:: Text excerpt ::
◇ ◇ ◇ ◇ ◇ ◇ ◇
Thermodynamics: Energy, Heat Transfer and Work

Questions and Answers

Which of the following is the most accurate description of heat?

• A form of energy that can be converted into other forms. (correct)
• The potential energy stored in molecular bonds.
• The total energy contained within a substance.
• The average speed of molecules in a substance.

What happens to the molecules in a substance as its temperature increases?

• They move slower and the substance contracts.
• They stop moving, causing the substance to solidify.
• They maintain the same speed, but move closer together.
• They move faster, increasing the internal kinetic energy. (correct)

Which process describes the transfer of heat through a fluid by bulk movement?

• Volumetric Expansion
• Convection (correct)
• Radiation
• Conduction

Why do solids expand when heated?

The molecules take up more space due to increased movement. (C)

Which statement accurately describes the behavior of a bimetallic strip when heated?

It bends because the two metals expand at different rates. (D)

Which of the following is a unit of heat?

Calorie (B)

Why does ocean temperature remain more stable than land temperature as seasons change?

Water has a high specific heat. (B)

What does the specific heat of a substance represent?

The energy required to raise the temperature of a specific mass of the substance by a specific amount. (C)

What is the relationship between Celsius and Kelvin scales?

Kelvin = Celsius + 273.15 (D)

Which statement accurately describes the concept of absolute zero?

It is the temperature at which all molecular motion ceases. (C)

What is indicated by a constant temperature during a change of state (e.g., ice melting to water)?

The heat energy is overcoming the intermolecular forces. (D)

Which of the following best describes 'latent heat'?

The heat absorbed or released during a change of state. (B)

What thermodynamic principle is utilized in refrigeration cycles?

Latent heat of vaporization (A)

In a refrigeration cycle, what is the role of the expansion valve?

To allow the refrigerant to vaporize, absorbing heat. (B)

According to the first law of thermodynamics, what happens to heat energy?
◇ ◇ ◇ ◇ ◇ ◇ ◇
Point labeling dataset excerpts:
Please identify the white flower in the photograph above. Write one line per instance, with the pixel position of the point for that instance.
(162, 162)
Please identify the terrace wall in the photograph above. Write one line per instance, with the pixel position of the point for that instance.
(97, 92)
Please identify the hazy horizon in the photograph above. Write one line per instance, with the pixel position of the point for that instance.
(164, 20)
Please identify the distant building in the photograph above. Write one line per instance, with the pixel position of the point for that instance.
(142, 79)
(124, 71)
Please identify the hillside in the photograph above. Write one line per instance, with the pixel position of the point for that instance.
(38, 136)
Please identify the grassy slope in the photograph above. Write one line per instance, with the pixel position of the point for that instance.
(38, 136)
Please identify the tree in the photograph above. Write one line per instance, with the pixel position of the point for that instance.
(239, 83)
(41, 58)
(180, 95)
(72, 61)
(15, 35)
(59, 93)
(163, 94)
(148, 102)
◇ ◇ ◇ ◇ ◇ ◇ ◇
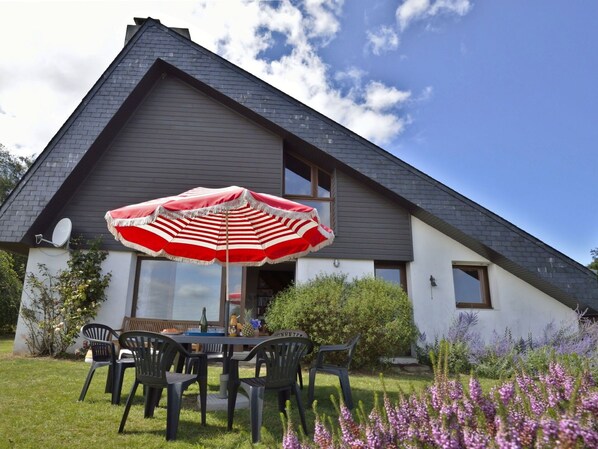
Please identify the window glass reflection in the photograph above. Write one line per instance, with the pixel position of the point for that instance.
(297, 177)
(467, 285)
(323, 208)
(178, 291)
◇ ◇ ◇ ◇ ◇ ◇ ◇
:: Task to carry out ::
Using the thermodynamics text above, answer the following:
(a) Which process does it give for heat transfer through a fluid by bulk movement?
(b) What relationship does it state between the Celsius and Kelvin scales?
(c) What role does it assign to the expansion valve in a refrigeration cycle?

:: Response below ::
(a) Convection
(b) Kelvin = Celsius + 273.15
(c) It allows the refrigerant to vaporize, absorbing heat.